Requirement: Copy out all of the material exactly.

Object location annotation data
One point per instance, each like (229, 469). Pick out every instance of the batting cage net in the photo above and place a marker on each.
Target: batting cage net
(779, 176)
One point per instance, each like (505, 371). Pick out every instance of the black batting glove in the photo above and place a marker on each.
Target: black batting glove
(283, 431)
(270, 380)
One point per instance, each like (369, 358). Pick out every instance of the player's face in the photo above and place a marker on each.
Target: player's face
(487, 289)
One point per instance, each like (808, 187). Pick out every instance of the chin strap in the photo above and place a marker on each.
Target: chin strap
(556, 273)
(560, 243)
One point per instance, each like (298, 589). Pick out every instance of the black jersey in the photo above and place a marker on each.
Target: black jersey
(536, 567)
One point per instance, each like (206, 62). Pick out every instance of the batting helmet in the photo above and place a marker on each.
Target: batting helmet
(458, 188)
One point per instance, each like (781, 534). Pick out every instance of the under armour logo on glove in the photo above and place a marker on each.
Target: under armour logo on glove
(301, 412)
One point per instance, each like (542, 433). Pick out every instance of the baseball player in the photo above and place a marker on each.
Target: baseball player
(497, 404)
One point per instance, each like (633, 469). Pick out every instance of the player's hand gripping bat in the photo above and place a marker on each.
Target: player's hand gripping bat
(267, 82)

Task answer:
One point per instance, each like (229, 469). Pick out every instance of the batting cage net in the photo above and place a marker on each.
Target: batting cage net
(779, 176)
One point per instance, each like (505, 371). Pick out every instance of the black batting glove in the photo above and place a marker on each.
Target: black batting glove
(283, 431)
(270, 380)
One point per instance, each like (369, 358). Pick out every instance of the player's face in the photo above and place a marker on each.
Target: player's face
(487, 289)
One point per instance, each like (808, 187). Pick out every instance of the chin strap in the photo above and place a marker on each.
Target: chin strap
(556, 273)
(560, 243)
One point per instance, each like (298, 589). Pick out every instance of the black jersey in the photo above and place a marker on each.
Target: black jersey
(536, 567)
One point per instance, each like (206, 62). Pick out every instance of the batting helmet in the photo above and place a marker on each.
Target: batting helmet
(458, 188)
One point per instance, each like (781, 534). Pick out every instance of the under armour logo on glove in the photo above and place a marker on each.
Target: under armour logo on glove
(301, 412)
One point per instance, each like (542, 433). Pick out every instance of the baseball player in the photo above and place a marker on each.
Target: baseball player
(497, 404)
One point per instance, each like (633, 469). Pick out every instance of the player's hand gripping bat in the photo above and place a marker on each.
Target: player's hand gripping bat
(267, 82)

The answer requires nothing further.